• [WHAT IS REQUIRED]:
Pull out every line of the entries below that contains the string "cutting", copying each one in full.

__________

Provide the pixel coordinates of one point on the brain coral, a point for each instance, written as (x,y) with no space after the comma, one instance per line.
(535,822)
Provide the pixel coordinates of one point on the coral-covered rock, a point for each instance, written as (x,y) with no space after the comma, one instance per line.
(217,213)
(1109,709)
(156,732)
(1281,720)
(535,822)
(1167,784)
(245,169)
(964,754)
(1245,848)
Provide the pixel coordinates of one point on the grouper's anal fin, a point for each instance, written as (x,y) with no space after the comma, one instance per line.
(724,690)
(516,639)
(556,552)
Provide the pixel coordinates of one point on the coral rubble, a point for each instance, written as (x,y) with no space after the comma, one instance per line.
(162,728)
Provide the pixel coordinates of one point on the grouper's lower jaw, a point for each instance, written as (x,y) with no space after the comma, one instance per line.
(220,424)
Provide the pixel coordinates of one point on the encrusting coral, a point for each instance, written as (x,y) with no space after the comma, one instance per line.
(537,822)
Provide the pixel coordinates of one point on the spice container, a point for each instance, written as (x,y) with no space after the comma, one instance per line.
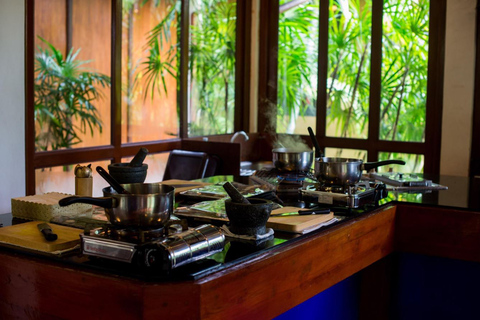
(83,180)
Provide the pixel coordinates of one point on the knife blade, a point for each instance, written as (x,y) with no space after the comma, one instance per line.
(47,232)
(302,212)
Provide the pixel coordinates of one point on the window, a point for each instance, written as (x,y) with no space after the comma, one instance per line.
(364,74)
(123,74)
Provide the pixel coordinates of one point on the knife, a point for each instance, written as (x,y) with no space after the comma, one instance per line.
(47,232)
(302,212)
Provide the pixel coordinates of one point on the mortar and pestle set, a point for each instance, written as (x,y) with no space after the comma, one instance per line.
(134,171)
(247,216)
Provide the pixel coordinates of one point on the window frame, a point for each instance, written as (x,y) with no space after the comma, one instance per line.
(269,16)
(115,151)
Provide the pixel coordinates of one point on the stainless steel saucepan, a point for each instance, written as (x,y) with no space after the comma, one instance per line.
(343,171)
(292,160)
(145,205)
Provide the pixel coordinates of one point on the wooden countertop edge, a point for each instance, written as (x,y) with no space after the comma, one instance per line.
(261,288)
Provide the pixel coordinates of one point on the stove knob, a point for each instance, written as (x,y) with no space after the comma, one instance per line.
(153,257)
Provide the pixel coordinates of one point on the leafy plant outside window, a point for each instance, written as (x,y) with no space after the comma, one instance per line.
(404,69)
(65,94)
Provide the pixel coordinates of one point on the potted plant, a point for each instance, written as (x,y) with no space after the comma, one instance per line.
(64,91)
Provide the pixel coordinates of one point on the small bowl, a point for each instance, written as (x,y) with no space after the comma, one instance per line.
(248,219)
(125,174)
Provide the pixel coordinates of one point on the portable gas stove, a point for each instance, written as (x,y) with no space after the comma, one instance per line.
(157,248)
(287,185)
(303,186)
(352,196)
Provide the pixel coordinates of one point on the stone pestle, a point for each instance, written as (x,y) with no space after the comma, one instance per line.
(234,194)
(137,161)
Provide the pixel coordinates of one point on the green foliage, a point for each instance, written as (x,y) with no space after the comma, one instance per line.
(158,62)
(212,67)
(404,79)
(64,91)
(297,67)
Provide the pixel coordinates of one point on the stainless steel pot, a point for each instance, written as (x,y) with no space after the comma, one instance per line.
(343,171)
(292,160)
(146,205)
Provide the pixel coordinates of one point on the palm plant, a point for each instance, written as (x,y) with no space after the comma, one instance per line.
(65,94)
(212,67)
(349,64)
(297,68)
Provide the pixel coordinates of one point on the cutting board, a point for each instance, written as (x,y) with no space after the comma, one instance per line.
(184,185)
(27,235)
(296,223)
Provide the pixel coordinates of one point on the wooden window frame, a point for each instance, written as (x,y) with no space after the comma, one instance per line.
(115,151)
(269,17)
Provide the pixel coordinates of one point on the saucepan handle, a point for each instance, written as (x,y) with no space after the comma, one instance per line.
(105,202)
(372,165)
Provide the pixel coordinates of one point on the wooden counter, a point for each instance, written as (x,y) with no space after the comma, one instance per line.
(261,288)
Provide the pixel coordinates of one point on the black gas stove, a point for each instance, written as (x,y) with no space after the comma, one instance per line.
(163,249)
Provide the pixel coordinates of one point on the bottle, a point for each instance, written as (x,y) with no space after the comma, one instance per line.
(83,180)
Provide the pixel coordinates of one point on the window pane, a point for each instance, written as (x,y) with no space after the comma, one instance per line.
(62,179)
(346,153)
(297,67)
(212,67)
(72,85)
(149,69)
(414,162)
(404,70)
(348,82)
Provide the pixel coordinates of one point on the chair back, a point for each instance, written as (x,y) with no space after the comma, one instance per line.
(186,165)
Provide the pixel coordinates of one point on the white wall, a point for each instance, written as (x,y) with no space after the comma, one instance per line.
(12,102)
(458,88)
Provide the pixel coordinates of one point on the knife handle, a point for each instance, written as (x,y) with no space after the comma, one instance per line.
(49,235)
(314,211)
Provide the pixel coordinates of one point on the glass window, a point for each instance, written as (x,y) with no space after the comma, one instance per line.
(297,67)
(72,74)
(348,82)
(404,70)
(149,70)
(212,67)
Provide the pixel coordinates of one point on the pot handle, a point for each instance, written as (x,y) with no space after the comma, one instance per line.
(105,202)
(372,165)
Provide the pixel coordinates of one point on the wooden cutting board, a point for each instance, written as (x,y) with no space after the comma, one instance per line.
(184,185)
(27,235)
(296,223)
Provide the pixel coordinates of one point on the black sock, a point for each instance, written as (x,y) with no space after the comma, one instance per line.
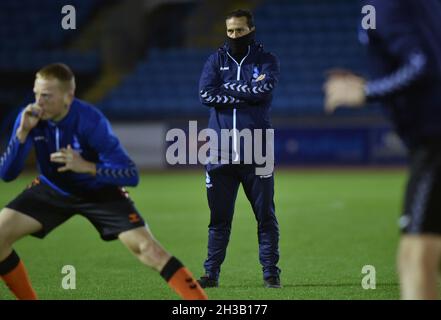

__________

• [SOLUTION FOR THIS TASK]:
Provide the pixel coordinates of one point on the cutting board, a point for each instance, written as (x,y) with no space after the comma, one instance per line.
Provide the pixel coordinates of one point on the wooden cutting board, a point for each instance, written as (x,y) with no space after the comma, one instance per line.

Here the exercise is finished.